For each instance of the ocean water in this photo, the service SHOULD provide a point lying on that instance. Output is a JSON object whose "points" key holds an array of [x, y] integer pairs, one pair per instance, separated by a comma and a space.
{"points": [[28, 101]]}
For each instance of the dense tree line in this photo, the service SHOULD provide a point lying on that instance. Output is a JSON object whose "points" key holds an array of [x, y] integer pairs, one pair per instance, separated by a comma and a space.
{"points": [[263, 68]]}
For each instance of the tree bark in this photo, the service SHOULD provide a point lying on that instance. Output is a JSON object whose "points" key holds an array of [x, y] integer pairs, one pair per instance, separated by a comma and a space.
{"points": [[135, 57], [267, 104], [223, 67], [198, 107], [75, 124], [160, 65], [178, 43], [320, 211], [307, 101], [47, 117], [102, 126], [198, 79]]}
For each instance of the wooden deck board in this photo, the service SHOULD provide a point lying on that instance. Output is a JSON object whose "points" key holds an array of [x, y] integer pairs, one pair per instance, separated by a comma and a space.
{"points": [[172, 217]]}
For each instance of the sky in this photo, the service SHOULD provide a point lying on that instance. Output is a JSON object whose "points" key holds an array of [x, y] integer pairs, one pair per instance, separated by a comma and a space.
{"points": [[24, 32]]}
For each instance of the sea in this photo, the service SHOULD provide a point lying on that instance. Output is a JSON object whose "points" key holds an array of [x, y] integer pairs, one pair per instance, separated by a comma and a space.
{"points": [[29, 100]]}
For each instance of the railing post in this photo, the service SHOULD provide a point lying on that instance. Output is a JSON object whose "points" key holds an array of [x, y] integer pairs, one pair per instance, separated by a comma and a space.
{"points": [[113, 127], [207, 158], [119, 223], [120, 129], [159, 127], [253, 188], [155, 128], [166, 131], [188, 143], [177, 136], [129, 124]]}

Directions for this task:
Reproduce the data verbatim from the line containing "For each instance of the dense" through the end of the data, including both of those end points.

Answer in full:
For each instance of the dense tree line in this photo, the service SHOULD provide a point lying on that instance. Output is a JSON object whose "points" key holds an array of [x, y] integer pairs, one pair per instance, separated by a comma and a space.
{"points": [[263, 68]]}
For each instance of the tree bark in this photo, the service SHOULD provide a point lying on that instance. Output is a JSON object whose "points" key holds an array of [x, y] integer pairs, one pair per instance, separated by a comma and a space.
{"points": [[135, 57], [267, 104], [223, 67], [198, 107], [75, 124], [160, 65], [178, 43], [320, 211], [307, 101], [47, 117], [102, 126], [198, 79]]}
For each instance of the wooden deck board in this photo, the service SHOULD provide a point lying on that instance. Output is a JSON object whose "points" key holds an array of [x, y] integer pairs, one pair per instance, separated by a comma and a space.
{"points": [[172, 217]]}
For each instance of the sky in this photo, the service SHOULD provide a point lying on that instance. Output is a JSON object whose "points" key holds an array of [x, y] integer pairs, one pair per instance, separated by a comma and a space.
{"points": [[24, 32]]}
For each instance of the sea in this photo, the service SHOULD provide a point lying on that instance. Output is a JSON object whose "points" key holds an array of [x, y] integer pairs, one pair per instance, separated by a comma and a space.
{"points": [[29, 100]]}
For each instance of the railing post in this photo, the service SHOULD provide a point lying on that instance. Output is a JSON object whose "points" key holds an array of [x, y] integer pairs, one pair per instance, separated by a comma and a space.
{"points": [[113, 127], [207, 158], [119, 223], [120, 129], [159, 127], [253, 188], [155, 128], [166, 131], [188, 143], [177, 136], [129, 124]]}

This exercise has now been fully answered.